Fantasia e Conhecimento

Julius Evola

Traduzido e adaptado do  texto italiano original por Marcelo D. Prati

Um dos maiores preconceitos que, no dia de hoje impedem, de maior maneira, a compreensão do mundo antigo, ou daquelas civilizações que, até agora conservam traços que são irredutíveis às formas da civilização “moderna”, é aquela de supor que o homem sempre possuiu as mesmas formas de conhecimento com as mesmas faculdades que hoje se encontram na maioria das pessoas.

Tomemos a fantasia ou a imaginação, por exemplo. Hoje cremos que essa, no estado de vigília, na maior parte dos casos, é uma faculdade puramente subjetiva: essa elabora formas ausentes de qualquer relação com a “realidade”, tanto que hoje, dizer fantástico e dizer irreal ou arbitrário dá tudo no mesmo. Esse tipo de julgamento se estende a grande parte das expressões da civilização pré-moderna, baseado na importância que, neles, nas fábulas, mitos, símbolos, etc., estava a faculdade fantástica. Não apenas isso: o mesmo se pensa do que concerne a certos fenômenos supernormais ou extranormais que, ainda hoje, aqui e ali, como visões ou aparições, ocorrem esporadicamente em alguns indivíduos, em circunstâncias especiais.

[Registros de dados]
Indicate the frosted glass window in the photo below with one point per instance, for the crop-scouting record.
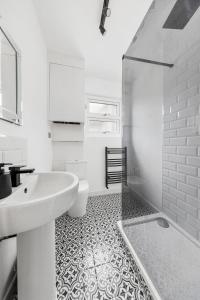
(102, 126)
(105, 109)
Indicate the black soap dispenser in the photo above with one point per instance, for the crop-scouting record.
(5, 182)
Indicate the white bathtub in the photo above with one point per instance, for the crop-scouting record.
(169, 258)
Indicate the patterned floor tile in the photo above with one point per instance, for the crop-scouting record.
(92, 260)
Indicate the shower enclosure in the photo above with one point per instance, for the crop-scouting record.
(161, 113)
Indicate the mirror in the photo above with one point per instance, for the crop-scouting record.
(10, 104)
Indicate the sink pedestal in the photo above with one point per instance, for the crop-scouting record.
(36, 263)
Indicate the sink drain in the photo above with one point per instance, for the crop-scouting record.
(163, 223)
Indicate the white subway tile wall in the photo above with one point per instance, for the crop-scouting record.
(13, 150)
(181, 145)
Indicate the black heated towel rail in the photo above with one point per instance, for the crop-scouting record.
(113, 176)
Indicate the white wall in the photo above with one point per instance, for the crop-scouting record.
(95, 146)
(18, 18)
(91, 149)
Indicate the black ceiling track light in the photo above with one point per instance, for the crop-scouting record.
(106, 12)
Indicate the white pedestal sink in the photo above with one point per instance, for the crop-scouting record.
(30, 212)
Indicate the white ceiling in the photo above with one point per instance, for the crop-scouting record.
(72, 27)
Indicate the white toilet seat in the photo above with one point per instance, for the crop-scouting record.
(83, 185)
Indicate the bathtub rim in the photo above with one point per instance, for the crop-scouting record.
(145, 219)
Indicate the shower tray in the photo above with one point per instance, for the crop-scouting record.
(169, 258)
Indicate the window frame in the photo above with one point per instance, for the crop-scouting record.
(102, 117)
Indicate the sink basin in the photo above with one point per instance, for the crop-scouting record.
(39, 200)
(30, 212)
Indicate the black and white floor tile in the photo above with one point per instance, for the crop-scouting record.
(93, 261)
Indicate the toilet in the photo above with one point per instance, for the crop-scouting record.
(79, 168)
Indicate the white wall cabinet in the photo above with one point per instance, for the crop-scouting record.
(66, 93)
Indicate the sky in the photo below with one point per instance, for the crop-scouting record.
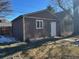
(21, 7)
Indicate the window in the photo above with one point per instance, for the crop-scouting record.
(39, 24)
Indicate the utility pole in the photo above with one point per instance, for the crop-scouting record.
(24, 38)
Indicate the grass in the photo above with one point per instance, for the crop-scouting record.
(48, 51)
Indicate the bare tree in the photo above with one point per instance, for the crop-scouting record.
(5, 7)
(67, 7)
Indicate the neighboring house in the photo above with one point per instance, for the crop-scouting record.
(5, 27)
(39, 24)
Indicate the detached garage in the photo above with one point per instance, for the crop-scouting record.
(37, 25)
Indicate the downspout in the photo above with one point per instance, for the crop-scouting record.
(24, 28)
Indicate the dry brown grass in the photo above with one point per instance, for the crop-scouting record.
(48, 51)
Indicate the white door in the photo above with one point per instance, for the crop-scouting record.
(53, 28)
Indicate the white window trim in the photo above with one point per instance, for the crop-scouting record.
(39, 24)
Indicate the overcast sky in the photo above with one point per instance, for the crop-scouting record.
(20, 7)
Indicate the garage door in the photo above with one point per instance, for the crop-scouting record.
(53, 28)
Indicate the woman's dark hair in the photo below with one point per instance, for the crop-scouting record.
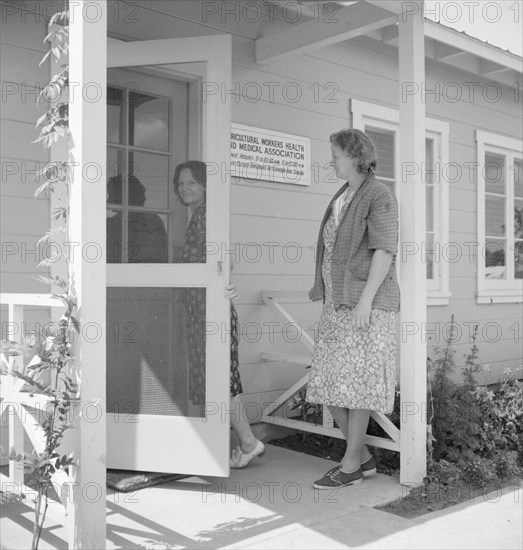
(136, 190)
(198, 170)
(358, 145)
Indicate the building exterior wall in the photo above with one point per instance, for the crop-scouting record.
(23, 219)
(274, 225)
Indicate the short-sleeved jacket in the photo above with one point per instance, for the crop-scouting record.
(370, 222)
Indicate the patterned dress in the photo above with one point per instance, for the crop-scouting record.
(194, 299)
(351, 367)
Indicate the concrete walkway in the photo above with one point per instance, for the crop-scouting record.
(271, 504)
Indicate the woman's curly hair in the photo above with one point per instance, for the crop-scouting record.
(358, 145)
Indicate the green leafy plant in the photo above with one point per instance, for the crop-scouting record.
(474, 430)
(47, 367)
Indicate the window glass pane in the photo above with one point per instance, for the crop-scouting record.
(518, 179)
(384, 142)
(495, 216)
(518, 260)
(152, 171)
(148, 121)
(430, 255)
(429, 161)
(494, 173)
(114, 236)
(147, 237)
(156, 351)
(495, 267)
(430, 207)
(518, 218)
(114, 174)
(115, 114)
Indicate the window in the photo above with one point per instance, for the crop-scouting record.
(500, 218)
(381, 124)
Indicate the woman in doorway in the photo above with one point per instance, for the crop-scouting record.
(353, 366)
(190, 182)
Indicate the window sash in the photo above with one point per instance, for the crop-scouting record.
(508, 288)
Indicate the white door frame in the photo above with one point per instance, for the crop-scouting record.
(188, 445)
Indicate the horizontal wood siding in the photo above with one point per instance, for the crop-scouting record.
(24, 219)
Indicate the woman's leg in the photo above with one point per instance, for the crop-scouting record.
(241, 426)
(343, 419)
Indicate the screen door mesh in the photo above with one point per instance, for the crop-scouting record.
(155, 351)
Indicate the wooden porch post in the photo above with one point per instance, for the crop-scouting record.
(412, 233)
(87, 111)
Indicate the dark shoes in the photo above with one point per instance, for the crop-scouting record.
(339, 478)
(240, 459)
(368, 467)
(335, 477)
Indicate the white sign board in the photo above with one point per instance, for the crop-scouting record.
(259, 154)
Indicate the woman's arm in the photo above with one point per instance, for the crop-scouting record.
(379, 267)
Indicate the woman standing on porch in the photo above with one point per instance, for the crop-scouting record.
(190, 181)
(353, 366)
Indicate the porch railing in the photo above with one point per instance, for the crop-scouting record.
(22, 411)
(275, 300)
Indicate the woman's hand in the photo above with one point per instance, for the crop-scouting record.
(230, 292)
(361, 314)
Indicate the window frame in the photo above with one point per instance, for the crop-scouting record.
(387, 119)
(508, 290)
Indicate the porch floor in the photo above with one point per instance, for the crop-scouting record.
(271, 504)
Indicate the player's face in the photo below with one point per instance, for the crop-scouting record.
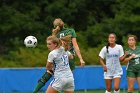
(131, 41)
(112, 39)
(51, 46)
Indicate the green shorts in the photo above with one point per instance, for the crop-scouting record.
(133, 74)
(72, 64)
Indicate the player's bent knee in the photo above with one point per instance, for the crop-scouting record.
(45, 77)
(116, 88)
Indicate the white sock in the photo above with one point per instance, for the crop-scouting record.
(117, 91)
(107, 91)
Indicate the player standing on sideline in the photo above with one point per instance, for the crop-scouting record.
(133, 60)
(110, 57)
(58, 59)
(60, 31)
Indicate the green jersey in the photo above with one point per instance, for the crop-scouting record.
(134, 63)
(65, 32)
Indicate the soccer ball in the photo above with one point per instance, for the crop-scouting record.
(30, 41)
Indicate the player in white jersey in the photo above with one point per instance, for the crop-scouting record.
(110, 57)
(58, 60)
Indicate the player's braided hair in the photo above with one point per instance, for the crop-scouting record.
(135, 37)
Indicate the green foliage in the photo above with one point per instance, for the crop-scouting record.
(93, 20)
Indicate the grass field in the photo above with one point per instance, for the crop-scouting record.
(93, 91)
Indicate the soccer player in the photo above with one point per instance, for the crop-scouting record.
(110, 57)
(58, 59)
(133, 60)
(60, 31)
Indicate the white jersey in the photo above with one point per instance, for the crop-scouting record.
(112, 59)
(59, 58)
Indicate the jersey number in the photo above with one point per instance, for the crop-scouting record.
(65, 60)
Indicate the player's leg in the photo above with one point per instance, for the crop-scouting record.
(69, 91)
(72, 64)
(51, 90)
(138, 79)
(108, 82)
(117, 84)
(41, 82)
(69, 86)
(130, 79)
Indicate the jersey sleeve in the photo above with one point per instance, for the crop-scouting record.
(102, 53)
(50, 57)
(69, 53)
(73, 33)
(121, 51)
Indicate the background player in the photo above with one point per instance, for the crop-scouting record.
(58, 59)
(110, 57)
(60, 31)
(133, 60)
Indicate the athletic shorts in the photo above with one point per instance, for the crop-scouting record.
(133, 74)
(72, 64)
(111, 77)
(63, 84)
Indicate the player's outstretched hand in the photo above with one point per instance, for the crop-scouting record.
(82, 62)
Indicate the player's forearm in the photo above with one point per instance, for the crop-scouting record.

* **INSTRUÇÕES DO EXERCÍCIO**
Responda com base no texto sobre fantasia e conhecimento:
1. Quem traduziu e adaptou o texto?
2. Segundo o texto, dizer "fantástico" equivale hoje a dizer o quê?
3. Que fenômenos o texto dá como exemplo dos que ainda ocorrem esporadicamente em alguns indivíduos?

* **RESPOSTA**
1. Marcelo D. Prati.
2. Irreal ou arbitrário.
3. Visões ou aparições.